Filter the listing below down to every line that contains the string "shoe", and copy those lines out.
————————
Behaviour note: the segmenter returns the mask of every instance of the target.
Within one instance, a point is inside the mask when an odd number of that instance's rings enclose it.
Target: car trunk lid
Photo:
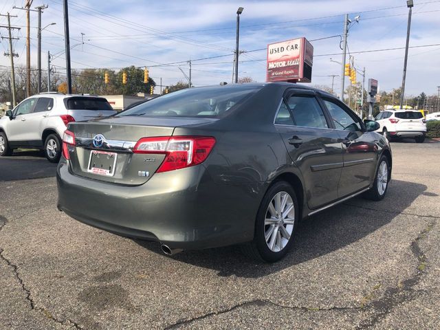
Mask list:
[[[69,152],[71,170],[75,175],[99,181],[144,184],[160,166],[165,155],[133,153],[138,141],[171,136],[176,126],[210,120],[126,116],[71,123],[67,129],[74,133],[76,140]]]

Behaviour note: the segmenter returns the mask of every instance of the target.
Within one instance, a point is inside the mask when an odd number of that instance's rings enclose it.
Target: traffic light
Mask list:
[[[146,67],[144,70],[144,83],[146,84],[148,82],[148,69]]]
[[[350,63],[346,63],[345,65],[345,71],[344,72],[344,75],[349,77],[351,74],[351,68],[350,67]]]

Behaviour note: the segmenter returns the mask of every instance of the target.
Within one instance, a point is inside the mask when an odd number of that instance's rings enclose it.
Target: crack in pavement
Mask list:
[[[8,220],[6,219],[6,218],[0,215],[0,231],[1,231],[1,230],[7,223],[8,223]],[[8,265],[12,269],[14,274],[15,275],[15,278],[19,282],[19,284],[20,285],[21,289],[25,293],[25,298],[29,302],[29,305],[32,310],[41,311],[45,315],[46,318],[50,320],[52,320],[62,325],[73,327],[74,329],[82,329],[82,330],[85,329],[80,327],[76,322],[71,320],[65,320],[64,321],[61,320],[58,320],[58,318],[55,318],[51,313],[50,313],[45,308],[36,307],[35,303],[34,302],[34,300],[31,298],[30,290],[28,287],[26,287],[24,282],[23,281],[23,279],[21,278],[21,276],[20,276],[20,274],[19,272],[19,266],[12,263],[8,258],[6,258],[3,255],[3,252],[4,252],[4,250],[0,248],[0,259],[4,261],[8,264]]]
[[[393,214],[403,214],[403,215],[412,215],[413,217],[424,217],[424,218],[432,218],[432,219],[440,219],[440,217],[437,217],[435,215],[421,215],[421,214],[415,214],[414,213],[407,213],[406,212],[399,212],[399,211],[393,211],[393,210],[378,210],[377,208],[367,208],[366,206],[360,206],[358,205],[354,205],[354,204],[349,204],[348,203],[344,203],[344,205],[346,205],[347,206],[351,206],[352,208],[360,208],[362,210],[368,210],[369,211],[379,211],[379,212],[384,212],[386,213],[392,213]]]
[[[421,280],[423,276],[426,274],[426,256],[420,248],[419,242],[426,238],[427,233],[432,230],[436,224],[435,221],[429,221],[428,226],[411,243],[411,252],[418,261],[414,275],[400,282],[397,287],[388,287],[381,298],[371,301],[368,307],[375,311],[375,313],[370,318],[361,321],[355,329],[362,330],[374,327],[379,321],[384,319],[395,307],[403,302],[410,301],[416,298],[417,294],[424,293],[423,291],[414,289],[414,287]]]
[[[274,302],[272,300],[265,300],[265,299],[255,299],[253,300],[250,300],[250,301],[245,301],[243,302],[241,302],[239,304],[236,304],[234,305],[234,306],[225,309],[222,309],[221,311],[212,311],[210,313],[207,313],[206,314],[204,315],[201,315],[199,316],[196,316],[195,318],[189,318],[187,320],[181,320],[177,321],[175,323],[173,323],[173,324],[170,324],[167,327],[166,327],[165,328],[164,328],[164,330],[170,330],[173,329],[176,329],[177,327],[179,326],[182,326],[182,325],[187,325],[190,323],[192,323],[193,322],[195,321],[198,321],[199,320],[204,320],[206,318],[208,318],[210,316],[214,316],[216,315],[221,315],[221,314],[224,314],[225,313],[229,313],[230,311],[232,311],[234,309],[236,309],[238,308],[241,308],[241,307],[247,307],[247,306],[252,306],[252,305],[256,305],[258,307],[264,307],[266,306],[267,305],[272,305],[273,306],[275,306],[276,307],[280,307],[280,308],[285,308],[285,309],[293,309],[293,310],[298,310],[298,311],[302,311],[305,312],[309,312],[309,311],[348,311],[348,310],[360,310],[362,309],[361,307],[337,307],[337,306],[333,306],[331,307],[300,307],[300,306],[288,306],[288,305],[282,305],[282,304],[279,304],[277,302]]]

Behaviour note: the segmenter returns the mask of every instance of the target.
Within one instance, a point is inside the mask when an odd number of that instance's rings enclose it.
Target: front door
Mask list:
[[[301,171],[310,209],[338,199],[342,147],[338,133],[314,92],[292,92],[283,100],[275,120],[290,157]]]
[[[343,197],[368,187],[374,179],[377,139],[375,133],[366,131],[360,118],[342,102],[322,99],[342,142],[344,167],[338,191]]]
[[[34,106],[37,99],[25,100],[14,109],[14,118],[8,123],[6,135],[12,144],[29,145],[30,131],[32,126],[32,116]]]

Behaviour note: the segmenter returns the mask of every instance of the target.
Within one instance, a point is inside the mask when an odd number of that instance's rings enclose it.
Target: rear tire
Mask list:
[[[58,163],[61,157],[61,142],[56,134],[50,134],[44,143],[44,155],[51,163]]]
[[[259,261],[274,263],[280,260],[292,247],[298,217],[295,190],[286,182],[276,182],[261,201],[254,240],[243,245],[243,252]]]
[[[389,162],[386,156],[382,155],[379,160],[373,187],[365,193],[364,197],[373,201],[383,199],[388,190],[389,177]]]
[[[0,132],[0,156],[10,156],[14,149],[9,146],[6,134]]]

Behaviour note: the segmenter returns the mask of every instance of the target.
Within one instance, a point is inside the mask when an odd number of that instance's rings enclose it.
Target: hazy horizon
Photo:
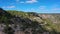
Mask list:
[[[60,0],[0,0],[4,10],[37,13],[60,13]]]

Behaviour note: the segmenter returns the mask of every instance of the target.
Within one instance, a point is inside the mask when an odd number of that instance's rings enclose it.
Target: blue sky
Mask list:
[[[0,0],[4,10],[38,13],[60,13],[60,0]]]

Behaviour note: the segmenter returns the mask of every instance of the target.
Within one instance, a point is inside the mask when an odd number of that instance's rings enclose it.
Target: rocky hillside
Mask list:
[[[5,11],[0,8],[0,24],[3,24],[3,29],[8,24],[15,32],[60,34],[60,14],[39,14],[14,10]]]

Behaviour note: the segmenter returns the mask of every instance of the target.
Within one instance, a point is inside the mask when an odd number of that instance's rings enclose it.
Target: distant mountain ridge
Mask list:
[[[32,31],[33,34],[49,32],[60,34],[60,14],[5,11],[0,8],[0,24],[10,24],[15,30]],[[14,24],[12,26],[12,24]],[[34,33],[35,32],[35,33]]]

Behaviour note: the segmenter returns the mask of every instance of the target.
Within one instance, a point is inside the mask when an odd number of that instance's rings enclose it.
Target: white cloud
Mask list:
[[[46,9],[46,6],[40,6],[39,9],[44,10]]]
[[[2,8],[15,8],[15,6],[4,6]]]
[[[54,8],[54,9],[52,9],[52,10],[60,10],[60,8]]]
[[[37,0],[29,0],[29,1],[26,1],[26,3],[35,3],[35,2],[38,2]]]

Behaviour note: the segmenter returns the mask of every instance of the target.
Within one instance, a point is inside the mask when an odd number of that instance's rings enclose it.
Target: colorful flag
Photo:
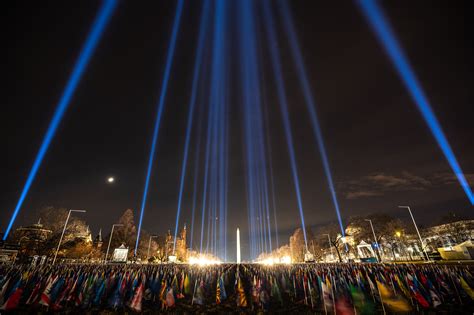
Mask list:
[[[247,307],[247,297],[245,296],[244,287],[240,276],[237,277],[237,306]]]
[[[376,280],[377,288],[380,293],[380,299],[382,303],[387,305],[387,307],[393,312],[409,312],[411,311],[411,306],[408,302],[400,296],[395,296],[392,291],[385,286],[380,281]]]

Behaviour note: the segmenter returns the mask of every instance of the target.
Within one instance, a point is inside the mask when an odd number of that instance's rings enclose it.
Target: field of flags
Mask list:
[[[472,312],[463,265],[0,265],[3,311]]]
————————
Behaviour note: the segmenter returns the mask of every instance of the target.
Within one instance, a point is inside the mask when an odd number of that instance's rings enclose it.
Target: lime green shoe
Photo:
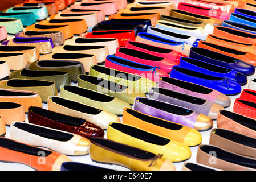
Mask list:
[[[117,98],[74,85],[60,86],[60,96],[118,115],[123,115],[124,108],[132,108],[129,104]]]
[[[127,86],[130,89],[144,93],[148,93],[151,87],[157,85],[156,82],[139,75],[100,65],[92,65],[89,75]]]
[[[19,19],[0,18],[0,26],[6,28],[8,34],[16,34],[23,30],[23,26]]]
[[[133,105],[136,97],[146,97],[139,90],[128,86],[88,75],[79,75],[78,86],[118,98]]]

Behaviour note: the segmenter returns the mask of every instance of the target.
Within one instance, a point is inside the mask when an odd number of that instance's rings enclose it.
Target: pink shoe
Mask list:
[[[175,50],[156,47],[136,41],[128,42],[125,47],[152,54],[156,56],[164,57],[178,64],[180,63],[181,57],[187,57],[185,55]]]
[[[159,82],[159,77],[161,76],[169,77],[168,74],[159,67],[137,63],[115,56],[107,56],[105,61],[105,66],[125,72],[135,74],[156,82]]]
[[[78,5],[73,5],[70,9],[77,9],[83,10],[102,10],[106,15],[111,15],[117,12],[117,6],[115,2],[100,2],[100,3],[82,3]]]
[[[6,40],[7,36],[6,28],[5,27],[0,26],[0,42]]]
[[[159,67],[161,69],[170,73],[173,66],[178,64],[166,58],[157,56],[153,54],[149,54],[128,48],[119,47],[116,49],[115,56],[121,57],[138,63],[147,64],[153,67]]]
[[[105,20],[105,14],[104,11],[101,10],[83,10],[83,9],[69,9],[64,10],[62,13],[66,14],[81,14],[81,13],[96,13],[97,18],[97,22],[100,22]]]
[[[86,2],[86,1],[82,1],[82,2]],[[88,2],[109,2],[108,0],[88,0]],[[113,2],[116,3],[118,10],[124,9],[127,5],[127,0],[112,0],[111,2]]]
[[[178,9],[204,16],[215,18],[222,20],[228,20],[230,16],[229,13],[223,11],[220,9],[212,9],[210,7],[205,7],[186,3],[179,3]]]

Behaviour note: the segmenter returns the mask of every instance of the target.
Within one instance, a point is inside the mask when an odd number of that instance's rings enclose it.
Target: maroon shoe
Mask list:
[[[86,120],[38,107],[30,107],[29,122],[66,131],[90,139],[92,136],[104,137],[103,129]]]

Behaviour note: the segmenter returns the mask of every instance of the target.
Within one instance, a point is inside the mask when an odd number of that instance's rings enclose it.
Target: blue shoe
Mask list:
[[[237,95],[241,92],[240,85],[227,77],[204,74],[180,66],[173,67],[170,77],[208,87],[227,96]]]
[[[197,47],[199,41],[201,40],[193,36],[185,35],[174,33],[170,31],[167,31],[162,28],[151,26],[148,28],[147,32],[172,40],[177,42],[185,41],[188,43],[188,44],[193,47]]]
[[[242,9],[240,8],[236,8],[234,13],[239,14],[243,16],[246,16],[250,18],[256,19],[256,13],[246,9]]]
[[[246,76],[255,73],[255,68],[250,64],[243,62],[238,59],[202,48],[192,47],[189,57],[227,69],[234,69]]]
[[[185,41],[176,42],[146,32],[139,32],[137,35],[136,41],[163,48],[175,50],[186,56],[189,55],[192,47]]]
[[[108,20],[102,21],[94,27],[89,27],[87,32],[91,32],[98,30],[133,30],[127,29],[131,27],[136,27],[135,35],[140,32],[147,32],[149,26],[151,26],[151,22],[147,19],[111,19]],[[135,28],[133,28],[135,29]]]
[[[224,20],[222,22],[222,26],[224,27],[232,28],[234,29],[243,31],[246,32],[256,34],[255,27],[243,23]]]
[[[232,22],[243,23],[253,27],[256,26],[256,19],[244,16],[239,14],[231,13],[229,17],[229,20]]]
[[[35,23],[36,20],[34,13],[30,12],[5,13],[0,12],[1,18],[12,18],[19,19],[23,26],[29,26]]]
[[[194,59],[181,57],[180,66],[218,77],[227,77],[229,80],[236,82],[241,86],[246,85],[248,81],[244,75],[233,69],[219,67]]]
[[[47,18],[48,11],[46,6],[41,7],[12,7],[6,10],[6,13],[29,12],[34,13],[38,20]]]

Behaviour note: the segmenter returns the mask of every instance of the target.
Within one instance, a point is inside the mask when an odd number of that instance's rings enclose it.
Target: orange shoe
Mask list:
————————
> _Exercise answer_:
Target: lime green shoe
Target: pink shoe
Target: maroon shoe
Target: blue shoe
Target: orange shoe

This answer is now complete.